§ REQUIREMENT
Reproduce the part of the Delta Join text that begins at the words "To perform a" and stops after the words "DUPLICATE KEY(c_custkey)".

§ READING TEXT
START

Query Delta Join rewrite
Query Delta Join refers to a scenario in which the tables joined in a query are a superset of the tables joined in a materialized view. For instance, consider the following query that involves joins of three tables: lineorder
, customer
, and part
. If the materialized view join_mv1
contains only the join of lineorder
and customer
, CelerData can rewrite the query using join_mv1
.
Example:
SELECT lo_orderkey, lo_linenumber, lo_revenue, c_name, c_address, p_name
FROM
lineorder INNER JOIN customer ON lo_custkey = c_custkey
INNER JOIN part ON lo_partkey = p_partkey;
Its original query plan and the one after the rewrite are as follows:
View Delta Join rewrite
View Delta Join refers to a scenario in which the tables joined in a query are a subset of the tables joined in a materialized view. This feature is typically used in scenarios involving large wide tables. For example, in the context of the Star Schema Benchmark (SSB), you can create a materialized view that joins all tables to improve query performance. Through testing, it has been found that query performance for multi-table joins can achieve the same level of performance as querying the corresponding large wide table after transparently rewriting the queries through the materialized view.
To perform a View Delta Join rewrite, the materialized view must contain the 1:1 cardinality preservation join that does not exist in the query. Here are the nine types of joins that are considered cardinality preservation joins, and satisfying any one of them enables View Delta Join rewriting:
Take SSB tests as an example, create the following base tables:
CREATE TABLE customer (
c_custkey INT(11) NOT NULL,
c_name VARCHAR(26) NOT NULL,
c_address VARCHAR(41) NOT NULL,
c_city VARCHAR(11) NOT NULL,
c_nation VARCHAR(16) NOT NULL,
c_region VARCHAR(13) NOT NULL,
c_phone VARCHAR(16) NOT NULL,
c_mktsegment VARCHAR(11) NOT NULL
) ENGINE=OLAP
DUPLICATE KEY(c_custkey)

END

§ GIVEN RECORDS
START

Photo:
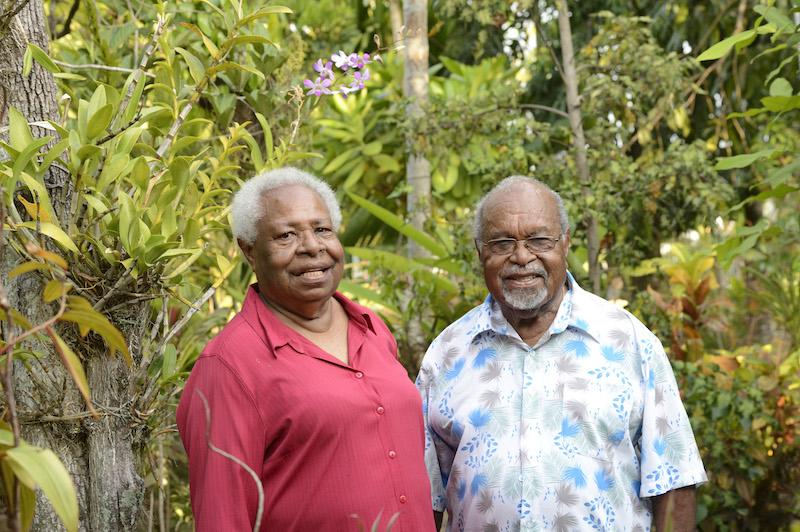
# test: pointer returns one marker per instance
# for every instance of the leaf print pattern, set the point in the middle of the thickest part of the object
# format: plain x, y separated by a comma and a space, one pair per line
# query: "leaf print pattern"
570, 434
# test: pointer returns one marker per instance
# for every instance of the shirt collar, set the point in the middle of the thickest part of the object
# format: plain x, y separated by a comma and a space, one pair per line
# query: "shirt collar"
489, 316
275, 334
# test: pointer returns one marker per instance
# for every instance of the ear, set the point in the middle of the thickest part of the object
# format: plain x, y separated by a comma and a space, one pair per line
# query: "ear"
247, 249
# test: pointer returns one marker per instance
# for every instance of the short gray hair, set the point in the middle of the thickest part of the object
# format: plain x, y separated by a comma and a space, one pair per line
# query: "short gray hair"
247, 208
507, 184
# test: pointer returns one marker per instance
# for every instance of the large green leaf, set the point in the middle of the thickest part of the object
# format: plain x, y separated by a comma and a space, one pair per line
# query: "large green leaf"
398, 224
41, 467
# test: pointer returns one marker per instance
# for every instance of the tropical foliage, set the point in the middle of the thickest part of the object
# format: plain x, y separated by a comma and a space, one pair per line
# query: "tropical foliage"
689, 111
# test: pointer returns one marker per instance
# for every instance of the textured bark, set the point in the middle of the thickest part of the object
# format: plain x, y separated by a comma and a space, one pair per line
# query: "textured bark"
100, 455
578, 139
418, 172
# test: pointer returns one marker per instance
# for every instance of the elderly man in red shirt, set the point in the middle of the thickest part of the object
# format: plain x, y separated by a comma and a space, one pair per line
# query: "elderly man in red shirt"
303, 386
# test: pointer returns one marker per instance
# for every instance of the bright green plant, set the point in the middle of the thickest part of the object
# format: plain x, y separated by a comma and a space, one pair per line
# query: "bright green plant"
743, 408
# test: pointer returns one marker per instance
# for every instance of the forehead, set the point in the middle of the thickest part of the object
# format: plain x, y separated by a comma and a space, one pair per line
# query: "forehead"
292, 204
521, 210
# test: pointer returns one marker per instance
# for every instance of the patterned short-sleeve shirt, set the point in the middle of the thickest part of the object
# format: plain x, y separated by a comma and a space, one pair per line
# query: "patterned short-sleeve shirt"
574, 433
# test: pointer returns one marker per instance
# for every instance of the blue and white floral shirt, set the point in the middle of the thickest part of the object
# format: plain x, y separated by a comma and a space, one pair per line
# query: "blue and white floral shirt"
574, 433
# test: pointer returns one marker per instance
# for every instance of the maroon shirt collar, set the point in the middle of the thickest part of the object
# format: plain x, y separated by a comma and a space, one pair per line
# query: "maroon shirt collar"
275, 334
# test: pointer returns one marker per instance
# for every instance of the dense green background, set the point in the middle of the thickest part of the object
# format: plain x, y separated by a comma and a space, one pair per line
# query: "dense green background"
693, 169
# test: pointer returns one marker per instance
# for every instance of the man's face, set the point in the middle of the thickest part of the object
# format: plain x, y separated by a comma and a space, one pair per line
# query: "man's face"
296, 257
524, 283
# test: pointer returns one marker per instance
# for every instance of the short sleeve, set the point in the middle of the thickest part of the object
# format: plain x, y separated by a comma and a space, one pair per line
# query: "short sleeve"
669, 455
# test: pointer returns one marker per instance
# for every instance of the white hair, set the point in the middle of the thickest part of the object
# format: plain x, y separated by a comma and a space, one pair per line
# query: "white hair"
248, 208
507, 184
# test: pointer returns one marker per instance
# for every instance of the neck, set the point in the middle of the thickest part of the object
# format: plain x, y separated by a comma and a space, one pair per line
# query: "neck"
532, 324
313, 317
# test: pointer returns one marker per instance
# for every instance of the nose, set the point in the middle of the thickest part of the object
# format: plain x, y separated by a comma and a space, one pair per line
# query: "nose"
307, 242
522, 254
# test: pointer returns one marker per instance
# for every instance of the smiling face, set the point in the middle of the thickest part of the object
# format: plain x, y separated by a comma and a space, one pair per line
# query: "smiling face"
296, 257
525, 284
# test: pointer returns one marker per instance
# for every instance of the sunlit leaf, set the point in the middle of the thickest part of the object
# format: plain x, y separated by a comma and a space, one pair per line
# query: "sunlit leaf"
42, 468
54, 232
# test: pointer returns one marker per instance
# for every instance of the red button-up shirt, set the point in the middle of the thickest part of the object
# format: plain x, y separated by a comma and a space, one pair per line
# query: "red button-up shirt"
328, 441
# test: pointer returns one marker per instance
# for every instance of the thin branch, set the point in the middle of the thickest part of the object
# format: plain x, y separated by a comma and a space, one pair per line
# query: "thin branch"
540, 31
229, 456
151, 48
92, 66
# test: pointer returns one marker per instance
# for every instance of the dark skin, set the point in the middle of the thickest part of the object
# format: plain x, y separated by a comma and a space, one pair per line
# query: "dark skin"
528, 210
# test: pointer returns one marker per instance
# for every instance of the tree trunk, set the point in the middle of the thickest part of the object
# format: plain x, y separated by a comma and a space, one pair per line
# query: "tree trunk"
578, 139
418, 173
396, 20
98, 454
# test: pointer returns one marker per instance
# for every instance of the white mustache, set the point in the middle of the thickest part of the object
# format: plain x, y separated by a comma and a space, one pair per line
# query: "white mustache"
535, 269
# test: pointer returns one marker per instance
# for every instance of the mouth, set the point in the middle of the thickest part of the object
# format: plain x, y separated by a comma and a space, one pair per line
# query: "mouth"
313, 274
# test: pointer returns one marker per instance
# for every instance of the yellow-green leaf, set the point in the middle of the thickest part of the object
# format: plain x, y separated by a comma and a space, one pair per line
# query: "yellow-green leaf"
41, 467
26, 267
196, 67
35, 211
54, 232
99, 121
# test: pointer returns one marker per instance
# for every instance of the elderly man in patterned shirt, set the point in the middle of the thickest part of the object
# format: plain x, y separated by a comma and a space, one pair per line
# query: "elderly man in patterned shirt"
547, 407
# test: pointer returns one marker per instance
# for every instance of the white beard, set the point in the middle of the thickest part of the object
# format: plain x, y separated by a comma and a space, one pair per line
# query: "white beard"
525, 299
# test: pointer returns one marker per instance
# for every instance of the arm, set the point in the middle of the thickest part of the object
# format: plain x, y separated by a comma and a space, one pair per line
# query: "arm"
437, 518
676, 507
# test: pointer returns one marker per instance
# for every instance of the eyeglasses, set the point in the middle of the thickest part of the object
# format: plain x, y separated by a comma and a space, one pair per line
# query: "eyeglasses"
534, 244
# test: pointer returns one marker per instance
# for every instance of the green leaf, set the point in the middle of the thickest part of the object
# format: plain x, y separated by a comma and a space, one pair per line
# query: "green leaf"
54, 232
26, 267
338, 161
196, 67
398, 224
127, 214
210, 46
386, 162
88, 152
251, 39
261, 13
41, 467
723, 47
365, 293
168, 364
781, 87
99, 121
741, 161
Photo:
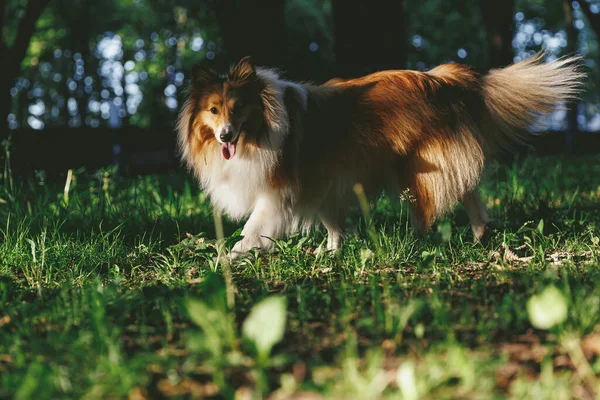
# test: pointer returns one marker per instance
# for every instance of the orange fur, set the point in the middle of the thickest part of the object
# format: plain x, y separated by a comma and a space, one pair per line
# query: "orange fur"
303, 147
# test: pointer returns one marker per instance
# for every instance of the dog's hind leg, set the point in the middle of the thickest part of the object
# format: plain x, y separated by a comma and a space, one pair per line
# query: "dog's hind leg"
422, 207
333, 221
477, 213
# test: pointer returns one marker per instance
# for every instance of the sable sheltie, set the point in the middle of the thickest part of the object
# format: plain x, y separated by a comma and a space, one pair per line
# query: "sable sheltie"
286, 155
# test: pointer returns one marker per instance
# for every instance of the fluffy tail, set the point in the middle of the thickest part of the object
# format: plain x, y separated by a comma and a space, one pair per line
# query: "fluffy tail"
517, 95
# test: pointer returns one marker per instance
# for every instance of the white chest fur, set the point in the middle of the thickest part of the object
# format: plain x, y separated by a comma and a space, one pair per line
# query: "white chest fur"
234, 185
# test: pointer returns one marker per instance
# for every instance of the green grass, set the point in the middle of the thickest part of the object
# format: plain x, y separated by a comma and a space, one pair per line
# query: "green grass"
112, 292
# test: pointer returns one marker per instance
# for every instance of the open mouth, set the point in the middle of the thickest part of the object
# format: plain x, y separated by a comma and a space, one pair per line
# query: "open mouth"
228, 149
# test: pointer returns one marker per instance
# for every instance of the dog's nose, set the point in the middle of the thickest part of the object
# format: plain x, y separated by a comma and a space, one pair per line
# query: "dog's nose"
226, 136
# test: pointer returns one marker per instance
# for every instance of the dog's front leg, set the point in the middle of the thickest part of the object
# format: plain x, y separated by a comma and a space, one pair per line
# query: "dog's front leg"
268, 221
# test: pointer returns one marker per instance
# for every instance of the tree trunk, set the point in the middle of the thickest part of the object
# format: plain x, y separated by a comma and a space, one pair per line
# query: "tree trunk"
498, 21
572, 44
254, 28
593, 19
369, 37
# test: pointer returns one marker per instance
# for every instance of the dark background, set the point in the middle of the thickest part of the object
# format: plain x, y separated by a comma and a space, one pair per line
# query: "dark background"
93, 83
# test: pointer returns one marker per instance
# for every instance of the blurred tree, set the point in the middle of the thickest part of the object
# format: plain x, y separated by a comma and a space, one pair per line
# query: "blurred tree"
444, 31
254, 28
498, 21
369, 36
593, 18
571, 48
12, 52
310, 40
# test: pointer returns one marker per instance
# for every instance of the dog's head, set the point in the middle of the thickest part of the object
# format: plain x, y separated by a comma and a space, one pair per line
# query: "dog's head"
227, 109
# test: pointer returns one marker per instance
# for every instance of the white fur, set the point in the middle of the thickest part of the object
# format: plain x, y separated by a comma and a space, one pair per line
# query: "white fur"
238, 187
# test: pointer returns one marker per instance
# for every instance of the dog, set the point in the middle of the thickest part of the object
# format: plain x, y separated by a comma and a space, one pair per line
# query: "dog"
287, 155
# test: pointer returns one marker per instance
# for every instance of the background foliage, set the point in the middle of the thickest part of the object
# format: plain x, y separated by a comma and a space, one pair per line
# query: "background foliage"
124, 62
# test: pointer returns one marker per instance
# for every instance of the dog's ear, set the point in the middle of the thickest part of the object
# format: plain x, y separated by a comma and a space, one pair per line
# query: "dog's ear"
242, 72
202, 76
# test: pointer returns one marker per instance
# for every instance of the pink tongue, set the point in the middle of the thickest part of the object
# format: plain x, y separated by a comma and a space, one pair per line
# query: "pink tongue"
228, 150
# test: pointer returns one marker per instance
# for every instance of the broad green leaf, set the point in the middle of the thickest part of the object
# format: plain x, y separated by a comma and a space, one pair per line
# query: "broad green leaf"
540, 227
265, 325
405, 379
547, 309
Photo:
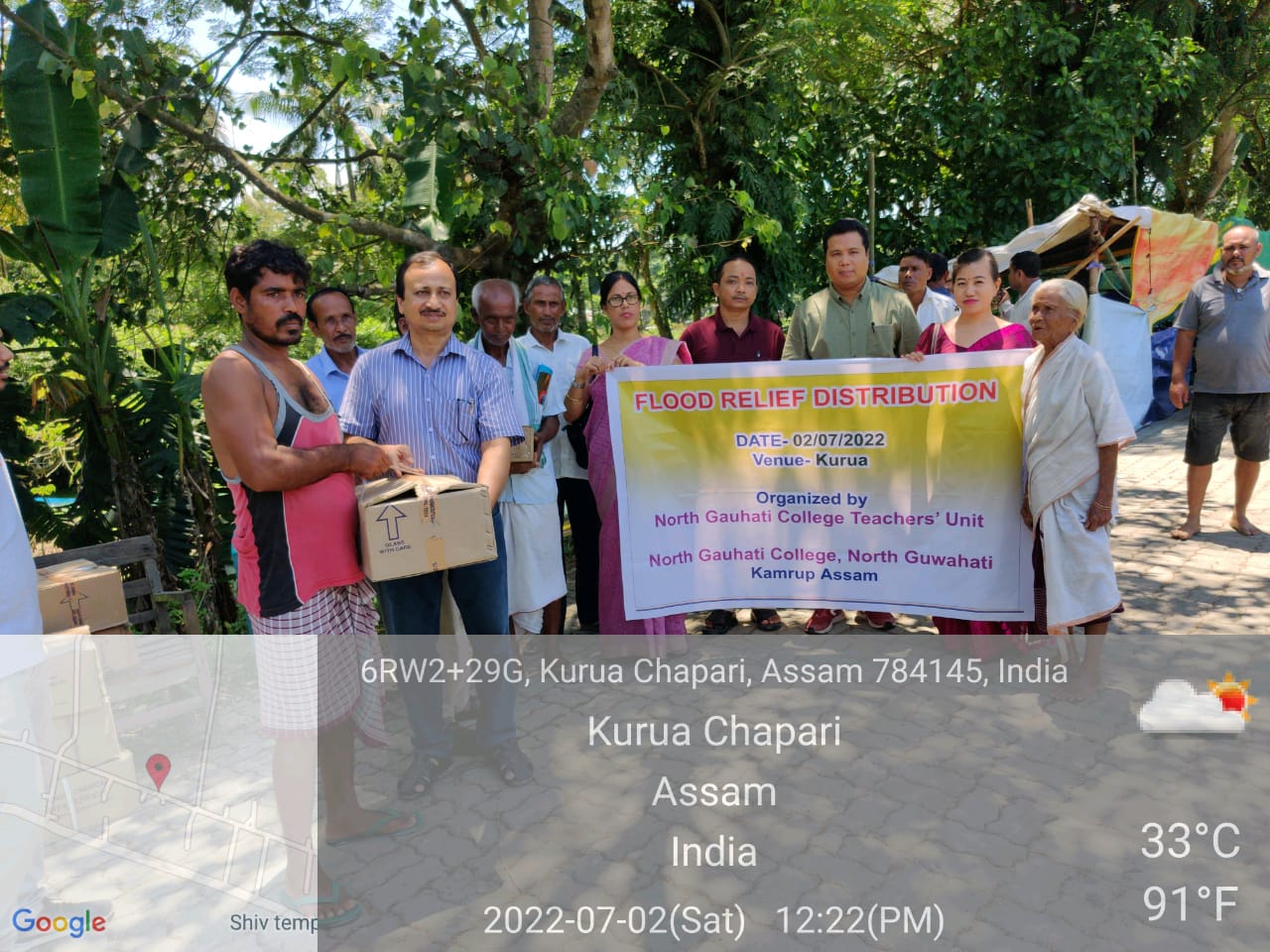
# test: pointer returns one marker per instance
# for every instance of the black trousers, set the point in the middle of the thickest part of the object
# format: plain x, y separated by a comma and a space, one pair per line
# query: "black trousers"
584, 524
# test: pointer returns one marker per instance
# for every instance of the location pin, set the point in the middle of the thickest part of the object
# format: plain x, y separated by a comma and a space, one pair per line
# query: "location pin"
158, 767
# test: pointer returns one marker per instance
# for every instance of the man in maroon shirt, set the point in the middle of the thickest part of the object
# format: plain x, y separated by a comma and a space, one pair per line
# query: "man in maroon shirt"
735, 334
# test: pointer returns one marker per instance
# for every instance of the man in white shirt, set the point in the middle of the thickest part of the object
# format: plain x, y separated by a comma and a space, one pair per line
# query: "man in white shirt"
563, 352
915, 273
1024, 278
333, 318
531, 525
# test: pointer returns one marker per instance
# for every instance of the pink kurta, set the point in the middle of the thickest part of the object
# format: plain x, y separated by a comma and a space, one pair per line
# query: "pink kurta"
619, 638
975, 638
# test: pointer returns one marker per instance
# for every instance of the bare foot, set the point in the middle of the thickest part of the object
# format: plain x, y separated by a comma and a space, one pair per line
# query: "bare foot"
327, 901
1243, 527
1187, 530
1083, 687
368, 823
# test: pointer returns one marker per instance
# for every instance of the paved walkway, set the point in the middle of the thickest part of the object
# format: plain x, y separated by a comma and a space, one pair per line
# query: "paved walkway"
1017, 816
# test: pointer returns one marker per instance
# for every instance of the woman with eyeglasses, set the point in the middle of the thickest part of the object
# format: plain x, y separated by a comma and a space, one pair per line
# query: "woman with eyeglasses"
626, 347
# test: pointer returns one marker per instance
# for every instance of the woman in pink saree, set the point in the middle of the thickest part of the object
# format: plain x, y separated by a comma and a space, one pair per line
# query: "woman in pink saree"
625, 347
975, 284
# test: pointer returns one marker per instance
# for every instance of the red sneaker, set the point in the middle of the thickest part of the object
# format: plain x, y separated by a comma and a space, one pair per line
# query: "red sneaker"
881, 621
822, 620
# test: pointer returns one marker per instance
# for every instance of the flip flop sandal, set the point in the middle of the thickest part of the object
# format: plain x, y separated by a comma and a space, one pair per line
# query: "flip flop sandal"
376, 829
767, 620
423, 772
304, 905
511, 763
720, 622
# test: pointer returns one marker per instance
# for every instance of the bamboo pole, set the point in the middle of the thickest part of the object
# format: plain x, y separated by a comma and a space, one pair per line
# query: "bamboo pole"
1098, 250
873, 212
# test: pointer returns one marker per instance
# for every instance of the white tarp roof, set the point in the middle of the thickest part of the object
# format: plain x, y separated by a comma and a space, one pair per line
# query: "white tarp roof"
1070, 225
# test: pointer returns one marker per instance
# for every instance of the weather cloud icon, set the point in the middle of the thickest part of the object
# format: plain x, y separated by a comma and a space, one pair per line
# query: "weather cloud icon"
1176, 707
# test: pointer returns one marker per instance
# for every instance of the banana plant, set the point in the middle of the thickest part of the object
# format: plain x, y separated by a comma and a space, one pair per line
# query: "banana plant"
77, 214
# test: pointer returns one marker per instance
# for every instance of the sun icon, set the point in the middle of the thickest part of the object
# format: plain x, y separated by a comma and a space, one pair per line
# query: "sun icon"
1233, 694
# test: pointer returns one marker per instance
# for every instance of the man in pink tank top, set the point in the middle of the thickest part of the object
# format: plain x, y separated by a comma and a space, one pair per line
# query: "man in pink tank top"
277, 440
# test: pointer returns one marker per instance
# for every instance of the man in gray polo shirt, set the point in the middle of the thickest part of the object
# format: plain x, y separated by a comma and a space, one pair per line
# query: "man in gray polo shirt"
1225, 322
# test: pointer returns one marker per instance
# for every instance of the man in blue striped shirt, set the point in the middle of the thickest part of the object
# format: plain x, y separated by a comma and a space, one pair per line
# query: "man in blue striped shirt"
452, 407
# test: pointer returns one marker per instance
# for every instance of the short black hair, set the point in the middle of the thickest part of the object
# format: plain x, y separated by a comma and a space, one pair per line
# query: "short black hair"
844, 226
425, 258
245, 263
939, 266
540, 281
1026, 262
329, 290
607, 282
971, 257
733, 257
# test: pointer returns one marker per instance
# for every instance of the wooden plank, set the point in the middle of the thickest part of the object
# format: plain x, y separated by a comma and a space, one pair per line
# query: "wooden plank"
119, 552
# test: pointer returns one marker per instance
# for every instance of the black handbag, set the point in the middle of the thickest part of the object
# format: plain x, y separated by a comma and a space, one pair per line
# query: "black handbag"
576, 430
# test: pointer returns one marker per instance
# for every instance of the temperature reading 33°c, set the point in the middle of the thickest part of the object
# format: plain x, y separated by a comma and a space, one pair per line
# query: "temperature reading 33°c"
1175, 839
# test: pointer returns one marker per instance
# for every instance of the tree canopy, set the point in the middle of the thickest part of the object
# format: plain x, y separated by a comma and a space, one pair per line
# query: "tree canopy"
564, 136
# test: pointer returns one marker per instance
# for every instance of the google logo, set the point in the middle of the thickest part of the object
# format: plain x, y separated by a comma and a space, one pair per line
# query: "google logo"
23, 920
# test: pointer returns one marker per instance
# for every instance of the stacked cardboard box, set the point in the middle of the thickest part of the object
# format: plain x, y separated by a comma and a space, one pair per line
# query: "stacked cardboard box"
81, 593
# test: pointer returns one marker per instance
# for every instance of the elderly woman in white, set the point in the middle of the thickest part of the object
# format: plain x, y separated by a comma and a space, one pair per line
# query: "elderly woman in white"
1074, 428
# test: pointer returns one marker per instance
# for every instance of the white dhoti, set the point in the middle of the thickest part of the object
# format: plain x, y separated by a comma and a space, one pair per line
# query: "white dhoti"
535, 570
1080, 575
453, 647
1071, 409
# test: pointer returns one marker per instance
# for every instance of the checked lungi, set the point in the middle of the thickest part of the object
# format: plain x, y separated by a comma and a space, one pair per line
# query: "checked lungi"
309, 665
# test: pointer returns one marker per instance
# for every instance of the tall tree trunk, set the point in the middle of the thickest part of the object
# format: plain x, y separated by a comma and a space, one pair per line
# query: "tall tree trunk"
541, 53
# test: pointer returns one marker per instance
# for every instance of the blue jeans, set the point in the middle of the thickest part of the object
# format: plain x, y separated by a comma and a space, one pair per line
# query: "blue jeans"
412, 615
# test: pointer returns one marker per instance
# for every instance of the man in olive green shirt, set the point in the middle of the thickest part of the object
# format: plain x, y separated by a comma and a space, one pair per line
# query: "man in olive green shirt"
851, 317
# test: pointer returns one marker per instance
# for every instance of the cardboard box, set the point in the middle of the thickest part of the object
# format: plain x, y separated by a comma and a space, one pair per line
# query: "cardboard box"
81, 593
73, 670
417, 525
524, 451
117, 647
82, 798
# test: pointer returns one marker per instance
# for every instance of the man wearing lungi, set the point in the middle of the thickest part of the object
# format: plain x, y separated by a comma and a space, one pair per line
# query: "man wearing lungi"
277, 440
531, 522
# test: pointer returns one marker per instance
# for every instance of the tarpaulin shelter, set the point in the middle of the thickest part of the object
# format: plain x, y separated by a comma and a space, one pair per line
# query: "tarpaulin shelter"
1167, 254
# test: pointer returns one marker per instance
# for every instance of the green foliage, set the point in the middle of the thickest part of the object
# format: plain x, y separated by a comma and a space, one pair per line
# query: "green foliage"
54, 128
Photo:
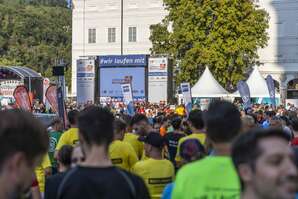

END

§ ANSWER
To perform a View Delta Join rewrite, the materialized view must contain the 1:1 cardinality preservation join that does not exist in the query. Here are the nine types of joins that are considered cardinality preservation joins, and satisfying any one of them enables View Delta Join rewriting:
Take SSB tests as an example, create the following base tables:
CREATE TABLE customer (
c_custkey INT(11) NOT NULL,
c_name VARCHAR(26) NOT NULL,
c_address VARCHAR(41) NOT NULL,
c_city VARCHAR(11) NOT NULL,
c_nation VARCHAR(16) NOT NULL,
c_region VARCHAR(13) NOT NULL,
c_phone VARCHAR(16) NOT NULL,
c_mktsegment VARCHAR(11) NOT NULL
) ENGINE=OLAP
DUPLICATE KEY(c_custkey)